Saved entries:
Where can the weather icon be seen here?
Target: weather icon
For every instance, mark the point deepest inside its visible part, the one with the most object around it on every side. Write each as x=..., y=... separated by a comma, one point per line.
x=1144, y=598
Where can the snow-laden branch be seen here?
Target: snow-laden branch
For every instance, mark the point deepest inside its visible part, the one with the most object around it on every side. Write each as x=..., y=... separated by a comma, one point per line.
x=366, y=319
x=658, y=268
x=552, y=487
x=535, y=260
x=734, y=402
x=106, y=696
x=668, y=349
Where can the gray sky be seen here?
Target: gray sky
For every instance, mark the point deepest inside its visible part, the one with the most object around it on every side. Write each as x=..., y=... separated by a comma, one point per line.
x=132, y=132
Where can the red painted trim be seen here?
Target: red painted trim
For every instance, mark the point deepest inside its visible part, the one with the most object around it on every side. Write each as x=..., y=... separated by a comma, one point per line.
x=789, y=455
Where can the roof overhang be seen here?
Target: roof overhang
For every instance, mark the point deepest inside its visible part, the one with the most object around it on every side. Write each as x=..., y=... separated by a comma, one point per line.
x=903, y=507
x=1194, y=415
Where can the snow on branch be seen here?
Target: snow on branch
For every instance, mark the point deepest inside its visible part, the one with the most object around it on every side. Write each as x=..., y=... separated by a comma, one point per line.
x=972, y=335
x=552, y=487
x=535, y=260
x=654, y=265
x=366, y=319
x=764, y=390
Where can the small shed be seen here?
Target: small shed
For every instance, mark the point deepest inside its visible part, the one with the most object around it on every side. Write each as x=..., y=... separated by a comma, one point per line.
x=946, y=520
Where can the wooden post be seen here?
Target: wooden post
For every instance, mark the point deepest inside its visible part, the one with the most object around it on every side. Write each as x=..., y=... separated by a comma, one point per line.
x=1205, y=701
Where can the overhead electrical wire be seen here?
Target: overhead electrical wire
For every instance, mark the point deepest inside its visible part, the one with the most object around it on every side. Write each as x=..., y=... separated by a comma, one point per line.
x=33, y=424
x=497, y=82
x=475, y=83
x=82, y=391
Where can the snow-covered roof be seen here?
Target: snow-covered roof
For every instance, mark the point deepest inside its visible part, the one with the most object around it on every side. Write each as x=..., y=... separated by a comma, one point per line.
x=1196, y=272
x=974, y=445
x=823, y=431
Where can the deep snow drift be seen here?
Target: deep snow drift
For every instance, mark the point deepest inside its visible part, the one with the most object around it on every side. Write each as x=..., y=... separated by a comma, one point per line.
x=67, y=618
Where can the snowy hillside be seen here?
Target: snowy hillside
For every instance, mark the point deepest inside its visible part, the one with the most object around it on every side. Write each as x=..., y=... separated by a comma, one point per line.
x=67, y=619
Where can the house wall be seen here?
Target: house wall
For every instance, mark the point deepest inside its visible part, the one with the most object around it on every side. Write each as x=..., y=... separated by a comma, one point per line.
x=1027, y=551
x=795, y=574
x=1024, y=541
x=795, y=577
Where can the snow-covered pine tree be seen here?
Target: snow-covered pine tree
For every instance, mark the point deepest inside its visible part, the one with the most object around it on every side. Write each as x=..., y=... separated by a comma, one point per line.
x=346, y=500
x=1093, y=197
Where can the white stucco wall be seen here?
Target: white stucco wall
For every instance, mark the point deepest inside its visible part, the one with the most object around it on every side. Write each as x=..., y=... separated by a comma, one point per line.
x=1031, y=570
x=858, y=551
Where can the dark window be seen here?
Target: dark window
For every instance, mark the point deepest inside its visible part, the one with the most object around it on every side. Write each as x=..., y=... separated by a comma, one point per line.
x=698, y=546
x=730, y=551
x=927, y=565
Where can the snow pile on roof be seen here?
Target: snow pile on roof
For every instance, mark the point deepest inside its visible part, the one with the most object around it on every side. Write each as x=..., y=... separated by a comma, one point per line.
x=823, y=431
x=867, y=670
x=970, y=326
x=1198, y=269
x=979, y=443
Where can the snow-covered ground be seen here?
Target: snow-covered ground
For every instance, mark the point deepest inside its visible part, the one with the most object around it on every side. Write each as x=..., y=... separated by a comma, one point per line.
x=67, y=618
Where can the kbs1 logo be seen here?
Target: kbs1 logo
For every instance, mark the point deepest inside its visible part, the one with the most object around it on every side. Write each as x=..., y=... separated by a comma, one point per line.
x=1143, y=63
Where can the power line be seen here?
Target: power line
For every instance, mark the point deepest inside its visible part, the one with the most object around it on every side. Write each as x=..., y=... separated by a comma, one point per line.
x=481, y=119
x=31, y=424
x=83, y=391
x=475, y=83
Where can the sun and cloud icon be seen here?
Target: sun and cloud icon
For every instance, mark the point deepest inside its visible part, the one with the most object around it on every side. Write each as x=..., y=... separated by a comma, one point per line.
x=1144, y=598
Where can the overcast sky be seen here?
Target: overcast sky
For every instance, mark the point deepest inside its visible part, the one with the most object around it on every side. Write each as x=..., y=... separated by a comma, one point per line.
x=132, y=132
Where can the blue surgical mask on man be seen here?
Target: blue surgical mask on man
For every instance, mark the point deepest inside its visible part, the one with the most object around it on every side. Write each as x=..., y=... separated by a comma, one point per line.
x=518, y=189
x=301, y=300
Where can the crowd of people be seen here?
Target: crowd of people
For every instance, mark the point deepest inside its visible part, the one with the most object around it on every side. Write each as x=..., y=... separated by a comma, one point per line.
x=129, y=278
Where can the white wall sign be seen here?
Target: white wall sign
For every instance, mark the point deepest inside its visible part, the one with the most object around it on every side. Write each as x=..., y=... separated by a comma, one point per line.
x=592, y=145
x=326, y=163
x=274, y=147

• What you are asked to do:
Locate the word "sign" in the data above. Copy every line carrying it.

• Reply:
Where can the white wall sign be seen here?
Target: white wall sign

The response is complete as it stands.